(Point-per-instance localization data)
______________________________

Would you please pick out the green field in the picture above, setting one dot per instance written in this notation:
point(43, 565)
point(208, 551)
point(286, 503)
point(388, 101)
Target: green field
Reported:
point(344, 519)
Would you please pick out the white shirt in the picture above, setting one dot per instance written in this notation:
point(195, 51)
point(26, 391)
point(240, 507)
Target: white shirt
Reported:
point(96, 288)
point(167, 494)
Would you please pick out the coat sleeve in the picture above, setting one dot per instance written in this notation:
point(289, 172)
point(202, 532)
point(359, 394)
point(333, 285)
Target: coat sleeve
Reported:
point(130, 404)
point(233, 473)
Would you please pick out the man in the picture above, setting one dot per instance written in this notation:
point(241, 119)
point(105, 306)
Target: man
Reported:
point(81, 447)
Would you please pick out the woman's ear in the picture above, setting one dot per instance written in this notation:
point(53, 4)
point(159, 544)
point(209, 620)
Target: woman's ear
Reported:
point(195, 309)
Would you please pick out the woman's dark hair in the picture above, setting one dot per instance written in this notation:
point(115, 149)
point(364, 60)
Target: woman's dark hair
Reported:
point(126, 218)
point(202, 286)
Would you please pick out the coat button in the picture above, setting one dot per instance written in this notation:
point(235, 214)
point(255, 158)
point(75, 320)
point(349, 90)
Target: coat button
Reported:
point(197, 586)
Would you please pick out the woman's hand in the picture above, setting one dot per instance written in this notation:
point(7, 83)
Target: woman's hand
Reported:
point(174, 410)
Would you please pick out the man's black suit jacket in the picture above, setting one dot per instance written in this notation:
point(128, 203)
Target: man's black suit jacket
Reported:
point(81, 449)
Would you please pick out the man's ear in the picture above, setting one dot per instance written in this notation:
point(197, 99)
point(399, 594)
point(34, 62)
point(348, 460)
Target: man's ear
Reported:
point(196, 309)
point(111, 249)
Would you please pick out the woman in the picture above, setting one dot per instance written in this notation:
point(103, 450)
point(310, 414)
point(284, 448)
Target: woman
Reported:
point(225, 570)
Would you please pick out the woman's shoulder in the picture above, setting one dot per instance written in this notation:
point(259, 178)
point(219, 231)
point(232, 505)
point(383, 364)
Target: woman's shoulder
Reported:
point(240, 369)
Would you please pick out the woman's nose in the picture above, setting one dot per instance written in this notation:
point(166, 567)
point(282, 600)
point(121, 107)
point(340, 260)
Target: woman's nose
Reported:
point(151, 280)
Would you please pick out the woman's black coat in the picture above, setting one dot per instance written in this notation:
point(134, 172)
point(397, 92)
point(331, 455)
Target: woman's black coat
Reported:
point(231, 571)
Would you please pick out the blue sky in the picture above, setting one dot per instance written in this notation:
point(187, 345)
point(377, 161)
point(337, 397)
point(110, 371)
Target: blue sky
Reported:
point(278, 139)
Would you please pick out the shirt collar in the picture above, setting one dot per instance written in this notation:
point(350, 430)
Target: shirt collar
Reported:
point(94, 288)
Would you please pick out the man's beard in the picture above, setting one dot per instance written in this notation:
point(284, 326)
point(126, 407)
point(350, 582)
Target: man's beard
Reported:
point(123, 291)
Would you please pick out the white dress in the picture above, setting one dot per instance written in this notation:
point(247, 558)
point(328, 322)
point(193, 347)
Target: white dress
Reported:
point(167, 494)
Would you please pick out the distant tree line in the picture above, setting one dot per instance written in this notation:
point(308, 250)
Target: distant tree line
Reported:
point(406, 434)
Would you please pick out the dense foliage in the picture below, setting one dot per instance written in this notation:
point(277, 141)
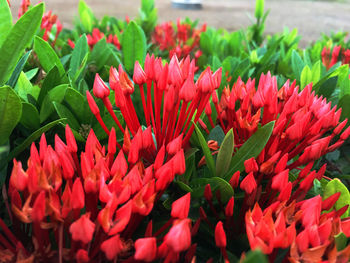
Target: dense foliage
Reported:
point(183, 143)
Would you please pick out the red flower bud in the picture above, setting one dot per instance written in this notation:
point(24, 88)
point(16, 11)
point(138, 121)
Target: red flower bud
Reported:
point(220, 236)
point(181, 207)
point(100, 89)
point(82, 229)
point(146, 249)
point(139, 75)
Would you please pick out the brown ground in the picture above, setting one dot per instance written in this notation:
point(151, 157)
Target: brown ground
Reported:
point(310, 17)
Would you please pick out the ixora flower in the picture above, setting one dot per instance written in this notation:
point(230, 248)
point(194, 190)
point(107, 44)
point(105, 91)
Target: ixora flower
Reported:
point(98, 199)
point(181, 41)
point(96, 36)
point(306, 228)
point(338, 54)
point(170, 88)
point(306, 126)
point(48, 21)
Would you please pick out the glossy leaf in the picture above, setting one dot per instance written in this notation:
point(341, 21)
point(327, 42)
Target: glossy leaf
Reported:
point(55, 95)
point(47, 56)
point(10, 112)
point(18, 38)
point(5, 20)
point(34, 136)
point(19, 67)
point(224, 157)
point(206, 151)
point(64, 112)
point(255, 256)
point(86, 16)
point(251, 148)
point(79, 106)
point(51, 80)
point(79, 53)
point(336, 186)
point(30, 116)
point(134, 46)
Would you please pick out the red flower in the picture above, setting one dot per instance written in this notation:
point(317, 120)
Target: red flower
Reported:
point(82, 229)
point(220, 236)
point(180, 207)
point(179, 236)
point(146, 249)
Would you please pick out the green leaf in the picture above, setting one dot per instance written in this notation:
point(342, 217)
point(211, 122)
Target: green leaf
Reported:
point(336, 186)
point(208, 157)
point(86, 16)
point(79, 53)
point(47, 56)
point(5, 20)
point(216, 183)
point(18, 38)
point(55, 95)
point(35, 135)
point(206, 44)
point(134, 46)
point(217, 134)
point(345, 105)
point(224, 157)
point(259, 9)
point(30, 116)
point(25, 90)
point(328, 87)
point(297, 64)
point(183, 186)
point(10, 112)
point(64, 112)
point(102, 56)
point(19, 67)
point(255, 256)
point(79, 106)
point(316, 72)
point(340, 241)
point(305, 77)
point(251, 148)
point(51, 80)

______________________________

**Task statement**. Exclude the images, then output the data above word for word.

**Finished task**.
Would you please pick out the green field in the picture above, setting one dot per instance written in this notation:
point(43, 565)
point(208, 551)
point(286, 503)
point(388, 101)
Target: green field
Reported:
point(344, 519)
Would you please pick out the white shirt in the picture above, setting one dot per instance written in this notation:
point(195, 51)
point(26, 391)
point(240, 507)
Target: white shirt
Reported:
point(96, 288)
point(167, 494)
Would you please pick out the coat sleeve in the picture above, setting one dot per instance written in this notation:
point(289, 172)
point(202, 532)
point(359, 394)
point(333, 285)
Target: coat sleeve
Reported:
point(130, 404)
point(233, 473)
Would you please pick out the man in the picture above, setting one dot per instance written in this notation:
point(241, 119)
point(105, 306)
Target: man
Reported:
point(81, 447)
Would you please pick out the woman's ear in the picture above, setting one dot per instance written in this notation:
point(53, 4)
point(159, 544)
point(209, 620)
Target: woman's ear
Reported:
point(195, 309)
Would you please pick out the woman's dark hair in the picture above, setting one dot per instance written in this notation:
point(115, 149)
point(364, 60)
Target: woman's dark hair
Reported:
point(126, 218)
point(202, 286)
Would you please pick out the coat button in the picture above, setting one dot per instance written in this notation:
point(235, 214)
point(255, 158)
point(75, 320)
point(349, 90)
Target: coat button
Reported:
point(197, 586)
Would you please pick out the woman's hand in the picture above, setting one dot per instance written in this notation:
point(7, 83)
Target: woman's hand
Reported:
point(174, 410)
Would you please pick out the man's black suit jacket in the picture above, setting one dot per instance written in this notation:
point(128, 203)
Target: man's black suit jacket
Reported:
point(81, 449)
Would you please pick out the man's ear in the picture above, setting one dot per instance written in this notation:
point(197, 99)
point(399, 594)
point(34, 62)
point(348, 460)
Target: man's ear
Reported:
point(196, 309)
point(111, 249)
Would you please pick out the woman in the picture above, setting one dot per instance written in this notation:
point(103, 450)
point(310, 414)
point(284, 448)
Target: woman
Reported:
point(225, 570)
Would you please pick out the woman's shoulder in the picture above, setting one dot per instance written in this notation:
point(259, 178)
point(219, 231)
point(232, 505)
point(383, 364)
Target: woman's shoulder
Reported:
point(240, 369)
Would you please pick out the woman's nose in the picture above, setting one dot per instance written in this notation:
point(166, 567)
point(282, 600)
point(121, 107)
point(340, 260)
Target: woman's nose
Reported:
point(151, 280)
Would you please pick out the woman's black coat in the picture above, setting one dot per instance written in this notation:
point(134, 172)
point(397, 92)
point(331, 455)
Target: woman's black coat
Reported:
point(231, 571)
Would you please pick out the blue sky in the picture above, setting one dot per instance written in this notation:
point(187, 345)
point(377, 161)
point(337, 397)
point(110, 371)
Target: blue sky
Reported:
point(278, 139)
Would you please pick out the shirt collar in the picture above, setting one dot per instance written in this notation:
point(350, 430)
Target: shirt collar
Reported:
point(94, 288)
Would you please pick out the man's beard in the picture above, setting one dot per instance written in this notation:
point(284, 326)
point(126, 407)
point(350, 582)
Target: man's beard
Reported:
point(123, 291)
Would you please pick out the white dress in the picture above, setting one dot per instance written in this notation:
point(247, 558)
point(328, 322)
point(193, 347)
Target: white dress
Reported:
point(167, 494)
Would you please pick out the distant tree line in the picture above, setting one dot per instance written in this notation:
point(308, 250)
Target: distant tree line
Reported:
point(406, 434)
Would you please pick out the dense foliage in the picture below, setting one dot per instance written in this notation:
point(277, 141)
Target: dense foliage
Reported:
point(183, 143)
Would you please pick out the red flower bud in the picture above, setting one dot per instance written in this notation:
point(24, 88)
point(16, 11)
point(138, 121)
Target: red flower bud
Reported:
point(220, 236)
point(181, 207)
point(100, 89)
point(82, 229)
point(146, 249)
point(139, 75)
Would you please pick out the brown ground in the picture above, setting one dot per instance written in this notation:
point(151, 157)
Target: brown ground
Reported:
point(310, 17)
Would you please pick out the ixora flower in the picture above, setting one dot per instance written in this notation:
point(230, 248)
point(194, 190)
point(107, 44)
point(105, 91)
Target: ixora flower
Reported:
point(98, 199)
point(181, 41)
point(96, 36)
point(306, 228)
point(338, 54)
point(170, 88)
point(306, 126)
point(48, 21)
Would you please pick out the glossy leaf in the picture above, setting one dot per instance written in this notation:
point(341, 21)
point(327, 42)
Target: glossy leaf
Reported:
point(55, 95)
point(47, 56)
point(10, 112)
point(18, 38)
point(5, 20)
point(34, 136)
point(19, 67)
point(224, 157)
point(206, 151)
point(64, 112)
point(255, 256)
point(86, 16)
point(251, 148)
point(79, 106)
point(51, 80)
point(79, 53)
point(336, 186)
point(30, 116)
point(134, 46)
Would you please pick out the red flower in the picture above, setting one dot per instance written in this notation:
point(317, 120)
Target: red flower
Reported:
point(82, 229)
point(220, 236)
point(180, 207)
point(179, 236)
point(146, 249)
Would you please pick out the green leaf in the picture above, setting one dot per instance written in this notation:
point(342, 217)
point(211, 122)
Target: green leaf
Reported:
point(336, 186)
point(208, 157)
point(86, 16)
point(79, 53)
point(47, 56)
point(5, 20)
point(216, 183)
point(18, 38)
point(55, 95)
point(35, 135)
point(206, 44)
point(134, 46)
point(217, 134)
point(345, 105)
point(224, 157)
point(259, 9)
point(30, 116)
point(25, 90)
point(328, 87)
point(297, 64)
point(183, 186)
point(10, 112)
point(64, 112)
point(102, 56)
point(19, 67)
point(255, 256)
point(79, 106)
point(316, 72)
point(340, 241)
point(305, 77)
point(251, 148)
point(51, 80)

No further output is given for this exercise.